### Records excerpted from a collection
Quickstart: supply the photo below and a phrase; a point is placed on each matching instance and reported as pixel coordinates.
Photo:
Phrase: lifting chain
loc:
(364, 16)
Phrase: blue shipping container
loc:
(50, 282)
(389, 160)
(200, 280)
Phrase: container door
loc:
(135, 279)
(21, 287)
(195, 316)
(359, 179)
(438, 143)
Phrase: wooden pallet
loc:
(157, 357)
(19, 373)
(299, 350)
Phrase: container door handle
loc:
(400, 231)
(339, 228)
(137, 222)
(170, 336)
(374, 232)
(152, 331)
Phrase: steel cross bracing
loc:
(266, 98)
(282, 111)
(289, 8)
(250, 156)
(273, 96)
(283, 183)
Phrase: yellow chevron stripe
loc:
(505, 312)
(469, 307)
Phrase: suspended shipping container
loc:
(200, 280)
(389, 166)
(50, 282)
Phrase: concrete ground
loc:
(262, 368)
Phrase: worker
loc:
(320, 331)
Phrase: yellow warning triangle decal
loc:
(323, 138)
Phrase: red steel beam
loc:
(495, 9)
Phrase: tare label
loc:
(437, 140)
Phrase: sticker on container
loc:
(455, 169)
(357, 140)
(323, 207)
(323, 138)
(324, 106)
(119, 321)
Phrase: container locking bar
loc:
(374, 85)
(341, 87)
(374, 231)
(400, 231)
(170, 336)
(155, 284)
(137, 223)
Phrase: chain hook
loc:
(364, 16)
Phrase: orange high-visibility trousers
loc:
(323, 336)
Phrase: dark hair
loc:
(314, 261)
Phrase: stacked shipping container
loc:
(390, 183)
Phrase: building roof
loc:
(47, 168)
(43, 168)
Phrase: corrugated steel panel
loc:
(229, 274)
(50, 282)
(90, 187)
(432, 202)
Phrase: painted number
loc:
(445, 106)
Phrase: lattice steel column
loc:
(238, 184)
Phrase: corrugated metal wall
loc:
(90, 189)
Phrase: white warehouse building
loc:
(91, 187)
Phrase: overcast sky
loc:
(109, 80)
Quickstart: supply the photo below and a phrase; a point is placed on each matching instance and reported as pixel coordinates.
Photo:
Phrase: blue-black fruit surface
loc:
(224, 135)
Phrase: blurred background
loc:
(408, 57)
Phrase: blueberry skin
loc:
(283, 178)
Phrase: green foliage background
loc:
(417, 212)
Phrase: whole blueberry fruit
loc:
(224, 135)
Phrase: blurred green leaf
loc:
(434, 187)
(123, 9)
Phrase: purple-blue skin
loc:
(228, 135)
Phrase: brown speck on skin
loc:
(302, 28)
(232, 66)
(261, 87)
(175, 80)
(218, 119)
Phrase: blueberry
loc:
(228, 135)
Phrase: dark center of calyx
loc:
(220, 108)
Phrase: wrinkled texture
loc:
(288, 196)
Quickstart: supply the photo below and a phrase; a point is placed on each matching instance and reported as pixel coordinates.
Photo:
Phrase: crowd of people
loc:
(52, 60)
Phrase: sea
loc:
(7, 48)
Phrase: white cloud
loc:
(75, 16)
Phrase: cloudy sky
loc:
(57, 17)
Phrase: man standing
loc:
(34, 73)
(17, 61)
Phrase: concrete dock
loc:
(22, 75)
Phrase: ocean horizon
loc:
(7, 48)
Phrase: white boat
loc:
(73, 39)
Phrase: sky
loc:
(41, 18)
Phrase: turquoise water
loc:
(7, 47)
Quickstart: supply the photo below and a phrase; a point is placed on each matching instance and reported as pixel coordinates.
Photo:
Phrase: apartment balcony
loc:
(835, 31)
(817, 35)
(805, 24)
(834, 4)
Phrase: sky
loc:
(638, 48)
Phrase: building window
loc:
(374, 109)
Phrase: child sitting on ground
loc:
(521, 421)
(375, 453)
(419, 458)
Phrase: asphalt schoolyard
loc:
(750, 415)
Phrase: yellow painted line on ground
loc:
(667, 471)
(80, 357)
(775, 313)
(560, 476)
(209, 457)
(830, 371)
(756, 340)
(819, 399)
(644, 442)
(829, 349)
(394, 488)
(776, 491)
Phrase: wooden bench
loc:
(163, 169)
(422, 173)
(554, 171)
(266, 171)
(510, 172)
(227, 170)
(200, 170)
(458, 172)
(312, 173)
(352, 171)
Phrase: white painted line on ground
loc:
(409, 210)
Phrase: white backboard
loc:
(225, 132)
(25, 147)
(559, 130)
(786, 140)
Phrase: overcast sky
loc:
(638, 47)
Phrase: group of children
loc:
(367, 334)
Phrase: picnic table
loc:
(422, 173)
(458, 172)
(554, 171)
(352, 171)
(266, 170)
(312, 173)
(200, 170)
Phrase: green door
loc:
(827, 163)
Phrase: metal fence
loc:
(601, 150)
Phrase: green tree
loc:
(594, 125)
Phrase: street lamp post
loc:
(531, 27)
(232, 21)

### What is needed
Each record is to be retyped exactly as it appears.

### Task answer
Quickstart: supply the photo below and a phrase; a point is placed on each matching instance and reported as pixel coordinates.
Photo:
Phrase: lifting chain
loc:
(364, 16)
Phrase: blue shipping container
loc:
(50, 282)
(389, 160)
(200, 280)
Phrase: container door
loc:
(135, 279)
(21, 287)
(195, 316)
(359, 179)
(438, 143)
Phrase: wooden pallet
loc:
(157, 357)
(19, 373)
(299, 350)
Phrase: container door handle
loc:
(400, 231)
(339, 228)
(137, 222)
(170, 336)
(374, 232)
(152, 331)
Phrase: steel cross bracing
loc:
(266, 98)
(282, 111)
(289, 8)
(250, 156)
(273, 96)
(283, 183)
Phrase: yellow chevron stripe
loc:
(505, 312)
(469, 307)
Phrase: suspended shipping container
loc:
(200, 280)
(389, 166)
(50, 282)
Phrase: concrete ground
loc:
(262, 368)
Phrase: worker
loc:
(320, 331)
Phrase: yellow warning triangle decal
loc:
(323, 138)
Phrase: red steel beam
loc:
(495, 9)
Phrase: tare label
loc:
(437, 140)
Phrase: sticker on container
loc:
(455, 169)
(357, 140)
(323, 207)
(323, 138)
(324, 106)
(119, 321)
Phrase: container locking bar
loc:
(374, 85)
(341, 87)
(374, 231)
(400, 231)
(170, 336)
(155, 284)
(137, 223)
Phrase: chain hook
loc:
(364, 16)
Phrase: orange high-visibility trousers
loc:
(323, 336)
Phrase: dark hair
loc:
(314, 261)
Phrase: stacked shipping container
loc:
(390, 183)
Phrase: building roof
loc:
(47, 168)
(43, 168)
Phrase: corrugated steel panel
loc:
(229, 274)
(50, 282)
(90, 187)
(432, 202)
Phrase: painted number
loc:
(445, 106)
Phrase: lattice steel column
loc:
(238, 184)
Phrase: corrugated metal wall
loc:
(90, 189)
Phrase: white warehouse building
loc:
(91, 187)
Phrase: overcast sky
loc:
(109, 80)
Quickstart: supply the photo below and a phrase; a point is placed on each matching instance and reported as pixel coordinates.
Photo:
Phrase: blue-black fruit surface
loc:
(224, 135)
Phrase: blurred background
loc:
(408, 57)
Phrase: blueberry skin
loc:
(283, 178)
Phrase: green foliage background
loc:
(417, 212)
Phrase: whole blueberry fruit
loc:
(224, 135)
Phrase: blurred green leaf
loc:
(434, 187)
(123, 9)
Phrase: purple-blue skin
loc:
(228, 135)
Phrase: brown speck on skin
loc:
(302, 28)
(232, 66)
(261, 87)
(175, 80)
(218, 119)
Phrase: blueberry
loc:
(228, 135)
Phrase: dark center of calyx
loc:
(220, 108)
Phrase: wrinkled texture
loc:
(288, 196)
Quickstart: supply the photo below and a phrase; a point is placed on each matching instance and reported as pixel coordinates.
Photo:
Phrase: crowd of people
loc:
(52, 60)
Phrase: sea
loc:
(7, 48)
Phrase: white cloud
loc:
(75, 16)
Phrase: cloudy sky
loc:
(57, 17)
Phrase: man standing
loc:
(34, 73)
(17, 61)
Phrase: concrete dock
loc:
(22, 75)
Phrase: ocean horizon
loc:
(7, 48)
Phrase: white boat
loc:
(73, 39)
Phrase: sky
loc:
(41, 18)
Phrase: turquoise water
loc:
(7, 47)
Quickstart: supply the photo below and a phrase; a point is placed on each matching instance and reported as pixel coordinates.
Photo:
Phrase: apartment balcony
loc:
(835, 31)
(817, 35)
(805, 24)
(834, 4)
Phrase: sky
loc:
(638, 48)
Phrase: building window
loc:
(374, 109)
Phrase: child sitting on ground
loc:
(521, 421)
(375, 453)
(419, 458)
Phrase: asphalt schoolyard
loc:
(750, 415)
Phrase: yellow painted line on ground
loc:
(667, 471)
(80, 357)
(775, 313)
(560, 476)
(209, 457)
(830, 371)
(756, 340)
(819, 399)
(644, 442)
(829, 349)
(394, 488)
(776, 491)
Phrase: wooden bench
loc:
(163, 169)
(422, 173)
(554, 171)
(266, 171)
(510, 172)
(227, 170)
(200, 170)
(458, 172)
(312, 173)
(352, 171)
Phrase: white painted line on ground
loc:
(409, 210)
Phrase: white backboard
loc:
(225, 132)
(25, 147)
(559, 130)
(786, 140)
Phrase: overcast sky
loc:
(638, 47)
Phrase: group of children
loc:
(367, 334)
Phrase: picnic table
loc:
(422, 173)
(458, 172)
(554, 171)
(352, 171)
(266, 170)
(312, 173)
(200, 170)
Phrase: green door
loc:
(827, 163)
Phrase: metal fence
loc:
(601, 150)
Phrase: green tree
loc:
(594, 125)
Phrase: street lamp post
loc:
(531, 27)
(232, 21)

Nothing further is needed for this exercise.